[start of Page text]
For the first time in the university's 133-year history, enrollment has had to be cut back. There is simply no room.
"We have a large number of students who will not have the opportunity to attend college if we don't have the capacity to grow and expand," says FSU Chancellor Dr. Willis McLeod.
Right now, some students at FSU are living in basements, others in hotels. Because there is no money to renovate, the oldest building on campus sits empty. At Taylor Gym, teachers' offices sit on the basketball court. A bond would bring $45 million to FSU for new dorms and to fix things up.
Fayetteville Technical Community College would get $38 million. The president says they, too, need more room.
Temporary huts have been on campus for more than 20 years. They need a lab for landscape students and a virtual college center.
Fayetteville Tech also needs to spread into communities like Spring Lake, where transportation is often an issue.
"Having a center there with courses around the clock would allow them to develop new skills in that part of county," according to Dr. Larry Norris, FTCC president.
Without the bond, FTCC says it will not be able to add programs. FSU says it will not be able to add students.
North Carolinians will vote on the bond package in the November 7 general election. Until that time, students at both schools continue voter registration drives on campus.
Speakers are also going to civil and religious events to talk with citizens about the need for the bond.
[end of Page text]
[start of Extracted entries]
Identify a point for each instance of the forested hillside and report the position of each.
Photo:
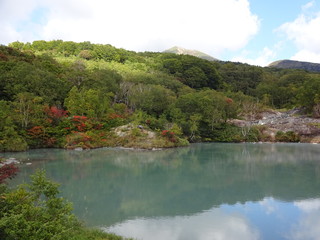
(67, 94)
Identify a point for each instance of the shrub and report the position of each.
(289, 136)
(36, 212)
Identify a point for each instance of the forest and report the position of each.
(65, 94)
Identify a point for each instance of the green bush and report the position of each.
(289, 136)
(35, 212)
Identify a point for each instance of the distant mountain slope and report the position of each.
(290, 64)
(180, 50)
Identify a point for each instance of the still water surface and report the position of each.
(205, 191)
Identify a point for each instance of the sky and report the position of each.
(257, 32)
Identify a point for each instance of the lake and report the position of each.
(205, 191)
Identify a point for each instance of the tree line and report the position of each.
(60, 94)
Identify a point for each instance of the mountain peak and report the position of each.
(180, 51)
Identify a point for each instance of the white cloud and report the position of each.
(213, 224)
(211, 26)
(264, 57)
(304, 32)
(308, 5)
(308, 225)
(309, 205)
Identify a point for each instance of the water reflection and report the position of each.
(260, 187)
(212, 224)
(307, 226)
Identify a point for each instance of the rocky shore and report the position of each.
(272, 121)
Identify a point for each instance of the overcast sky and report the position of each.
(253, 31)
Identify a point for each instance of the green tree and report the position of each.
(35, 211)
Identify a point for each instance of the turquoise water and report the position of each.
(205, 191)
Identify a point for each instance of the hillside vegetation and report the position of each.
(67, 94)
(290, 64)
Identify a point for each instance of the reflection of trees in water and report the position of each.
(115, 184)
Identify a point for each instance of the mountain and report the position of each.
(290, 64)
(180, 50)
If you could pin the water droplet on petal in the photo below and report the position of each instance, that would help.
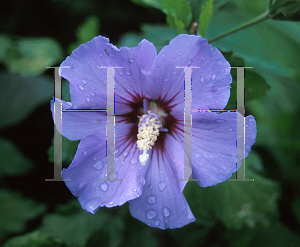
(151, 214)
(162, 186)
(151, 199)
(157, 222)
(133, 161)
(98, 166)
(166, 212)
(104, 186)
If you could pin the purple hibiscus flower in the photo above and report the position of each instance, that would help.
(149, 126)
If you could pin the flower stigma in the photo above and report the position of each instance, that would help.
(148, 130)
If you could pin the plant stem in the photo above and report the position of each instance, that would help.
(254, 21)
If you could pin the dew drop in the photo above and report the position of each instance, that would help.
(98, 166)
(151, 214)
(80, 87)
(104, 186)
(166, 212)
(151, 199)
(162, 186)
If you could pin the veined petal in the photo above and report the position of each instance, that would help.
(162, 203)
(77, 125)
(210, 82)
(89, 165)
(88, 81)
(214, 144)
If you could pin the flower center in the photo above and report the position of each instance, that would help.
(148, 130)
[end of Extracted entries]
[start of Extracted entries]
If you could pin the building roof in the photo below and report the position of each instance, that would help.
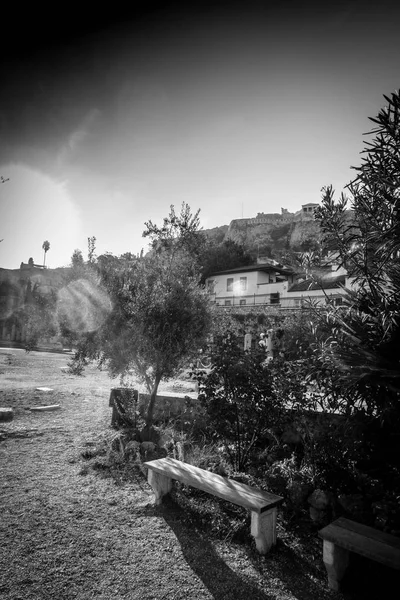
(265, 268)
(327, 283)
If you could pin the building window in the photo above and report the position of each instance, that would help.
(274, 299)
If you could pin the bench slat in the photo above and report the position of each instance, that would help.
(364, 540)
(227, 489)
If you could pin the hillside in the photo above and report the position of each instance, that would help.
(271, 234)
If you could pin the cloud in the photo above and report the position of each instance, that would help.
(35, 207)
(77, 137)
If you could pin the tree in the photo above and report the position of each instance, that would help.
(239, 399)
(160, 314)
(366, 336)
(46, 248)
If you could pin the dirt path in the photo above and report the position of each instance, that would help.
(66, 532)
[end of Extracted entries]
[start of Extracted entries]
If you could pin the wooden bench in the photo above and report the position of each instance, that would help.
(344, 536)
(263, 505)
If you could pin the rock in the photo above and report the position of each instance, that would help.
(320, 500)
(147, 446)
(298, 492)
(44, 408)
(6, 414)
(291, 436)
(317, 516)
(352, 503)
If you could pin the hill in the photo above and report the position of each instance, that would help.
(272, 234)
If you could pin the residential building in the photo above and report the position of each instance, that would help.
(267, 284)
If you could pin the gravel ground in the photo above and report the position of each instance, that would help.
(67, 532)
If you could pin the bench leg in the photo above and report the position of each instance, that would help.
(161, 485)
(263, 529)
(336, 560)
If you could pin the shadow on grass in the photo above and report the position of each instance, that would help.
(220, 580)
[end of Extracted entries]
# Problems
• A. According to the bond article, how much money would Fayetteville Technical Community College receive from the bond?
• B. Copy the bond article between "Temporary huts have" and "for the bond.", inclusive.
• C. For each statement, say whether the bond article agrees and quote the words that decide it: (i) At Taylor Gym, teachers' offices are on the basketball court. (ii) Temporary huts have been on campus for less than ten years. (iii) The vote on the bond package takes place in the November 7 general election.
Rely only on the bond article for these.

# Solutions to the exercise
• A. $38 million

• B.
Temporary huts have been on campus for more than 20 years. They need a lab for landscape students and a virtual college center.
Fayetteville Tech also needs to spread into communities like Spring Lake, where transportation is often an issue.
"Having a center there with courses around the clock would allow them to develop new skills in that part of county," according to Dr. Larry Norris, FTCC president.
Without the bond, FTCC says it will not be able to add programs. FSU says it will not be able to add students.
North Carolinians will vote on the bond package in the November 7 general election. Until that time, students at both schools continue voter registration drives on campus.
Speakers are also going to civil and religious events to talk with citizens about the need for the bond.

• C.
(i) Yes: "At Taylor Gym, teachers' offices sit on the basketball court."
(ii) No: "Temporary huts have been on campus for more than 20 years."
(iii) Yes: "North Carolinians will vote on the bond package in the November 7 general election."